___ Exercise materials

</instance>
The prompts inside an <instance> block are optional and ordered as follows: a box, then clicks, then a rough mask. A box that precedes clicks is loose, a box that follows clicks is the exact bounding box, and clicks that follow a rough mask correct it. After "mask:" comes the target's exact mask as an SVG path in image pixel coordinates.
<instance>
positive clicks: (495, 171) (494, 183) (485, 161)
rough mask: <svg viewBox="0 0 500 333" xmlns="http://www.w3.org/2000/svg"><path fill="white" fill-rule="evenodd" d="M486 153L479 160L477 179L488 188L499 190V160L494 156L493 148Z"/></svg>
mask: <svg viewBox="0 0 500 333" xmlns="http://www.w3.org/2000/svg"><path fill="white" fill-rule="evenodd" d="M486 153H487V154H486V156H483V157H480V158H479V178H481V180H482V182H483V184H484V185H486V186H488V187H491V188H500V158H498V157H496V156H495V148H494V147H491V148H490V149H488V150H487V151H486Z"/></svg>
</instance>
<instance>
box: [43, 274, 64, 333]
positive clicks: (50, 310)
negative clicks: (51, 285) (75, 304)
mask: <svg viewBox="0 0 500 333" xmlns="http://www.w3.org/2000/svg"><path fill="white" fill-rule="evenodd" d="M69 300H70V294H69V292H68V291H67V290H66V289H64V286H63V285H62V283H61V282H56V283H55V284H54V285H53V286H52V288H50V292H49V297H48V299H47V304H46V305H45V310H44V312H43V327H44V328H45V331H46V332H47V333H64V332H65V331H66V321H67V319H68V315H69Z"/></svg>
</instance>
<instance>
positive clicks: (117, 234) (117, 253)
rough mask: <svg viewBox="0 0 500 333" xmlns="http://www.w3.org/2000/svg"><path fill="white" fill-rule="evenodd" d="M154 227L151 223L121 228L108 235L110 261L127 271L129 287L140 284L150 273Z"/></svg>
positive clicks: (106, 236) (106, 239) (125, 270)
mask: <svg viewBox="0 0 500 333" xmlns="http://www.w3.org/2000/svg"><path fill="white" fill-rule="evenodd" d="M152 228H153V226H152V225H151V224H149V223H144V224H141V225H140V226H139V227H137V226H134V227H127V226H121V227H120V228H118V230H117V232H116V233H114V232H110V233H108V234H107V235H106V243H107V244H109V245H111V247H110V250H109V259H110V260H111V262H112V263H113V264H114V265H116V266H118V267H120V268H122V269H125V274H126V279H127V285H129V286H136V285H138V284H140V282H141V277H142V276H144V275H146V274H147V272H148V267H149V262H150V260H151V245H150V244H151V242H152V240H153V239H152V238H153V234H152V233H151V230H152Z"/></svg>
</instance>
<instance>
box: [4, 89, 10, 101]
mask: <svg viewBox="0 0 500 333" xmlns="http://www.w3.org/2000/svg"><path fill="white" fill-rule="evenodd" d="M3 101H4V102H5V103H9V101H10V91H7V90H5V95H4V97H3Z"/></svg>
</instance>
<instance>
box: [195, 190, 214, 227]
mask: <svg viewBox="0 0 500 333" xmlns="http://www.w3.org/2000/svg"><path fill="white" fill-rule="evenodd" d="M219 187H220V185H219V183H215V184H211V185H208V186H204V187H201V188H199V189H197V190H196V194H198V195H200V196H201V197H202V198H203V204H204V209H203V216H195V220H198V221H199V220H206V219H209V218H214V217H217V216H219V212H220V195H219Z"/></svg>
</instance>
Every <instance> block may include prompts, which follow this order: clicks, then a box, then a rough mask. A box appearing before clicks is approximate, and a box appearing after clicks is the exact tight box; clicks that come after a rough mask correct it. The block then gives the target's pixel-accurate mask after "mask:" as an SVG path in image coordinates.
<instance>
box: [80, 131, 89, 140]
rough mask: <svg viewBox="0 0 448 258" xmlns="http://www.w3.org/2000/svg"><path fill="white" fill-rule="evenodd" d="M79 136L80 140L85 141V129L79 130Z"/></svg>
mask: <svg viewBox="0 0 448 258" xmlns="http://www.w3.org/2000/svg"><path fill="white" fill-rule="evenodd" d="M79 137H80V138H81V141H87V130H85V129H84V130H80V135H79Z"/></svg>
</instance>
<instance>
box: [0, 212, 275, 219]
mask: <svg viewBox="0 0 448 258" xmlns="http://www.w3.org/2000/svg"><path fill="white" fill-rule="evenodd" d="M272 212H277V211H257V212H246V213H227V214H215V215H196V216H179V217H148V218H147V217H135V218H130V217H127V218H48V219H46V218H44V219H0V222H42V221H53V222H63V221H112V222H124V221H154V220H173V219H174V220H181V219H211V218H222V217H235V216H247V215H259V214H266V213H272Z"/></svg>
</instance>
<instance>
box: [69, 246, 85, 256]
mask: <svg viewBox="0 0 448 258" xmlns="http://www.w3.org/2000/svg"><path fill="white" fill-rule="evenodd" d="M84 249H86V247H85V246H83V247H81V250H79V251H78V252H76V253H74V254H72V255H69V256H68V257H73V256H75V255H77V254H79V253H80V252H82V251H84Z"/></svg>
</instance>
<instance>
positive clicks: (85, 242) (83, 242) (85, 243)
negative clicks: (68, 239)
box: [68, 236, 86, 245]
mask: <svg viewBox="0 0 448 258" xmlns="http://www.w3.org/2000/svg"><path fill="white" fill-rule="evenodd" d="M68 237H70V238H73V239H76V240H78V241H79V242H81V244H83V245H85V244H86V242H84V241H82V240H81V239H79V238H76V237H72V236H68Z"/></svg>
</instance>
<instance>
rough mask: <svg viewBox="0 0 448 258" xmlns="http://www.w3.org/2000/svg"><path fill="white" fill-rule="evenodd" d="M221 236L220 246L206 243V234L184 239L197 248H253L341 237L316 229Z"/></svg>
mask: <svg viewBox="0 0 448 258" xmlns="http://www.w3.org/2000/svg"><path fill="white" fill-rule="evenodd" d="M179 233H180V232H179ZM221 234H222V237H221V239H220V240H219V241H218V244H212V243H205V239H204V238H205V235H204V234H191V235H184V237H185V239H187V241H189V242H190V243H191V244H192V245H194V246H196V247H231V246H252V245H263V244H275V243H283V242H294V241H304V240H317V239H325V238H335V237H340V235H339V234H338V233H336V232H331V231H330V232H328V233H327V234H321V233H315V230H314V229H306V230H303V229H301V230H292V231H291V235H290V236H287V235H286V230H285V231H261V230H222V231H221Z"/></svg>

______

Across the data, find each line that has "follow" in it and copy that line.

The prompts inside an <instance> block are optional and ordered as follows: a box, then clicks, then a rough mask. A box that precedes clicks is loose, a box that follows clicks is the exact bounding box, and clicks that follow a rough mask correct it. After "mask:" comes the target's exact mask as an SVG path in image pixel coordinates.
Every <instance> block may include prompts, which follow this order: clicks, then a box, then a rough mask. A box appearing before clicks is approximate, and a box appearing after clicks is the exact tight box; clicks that come after a rough mask correct it. The block then gives the target's pixel-accurate mask after "mask:" as an SVG path in image coordinates.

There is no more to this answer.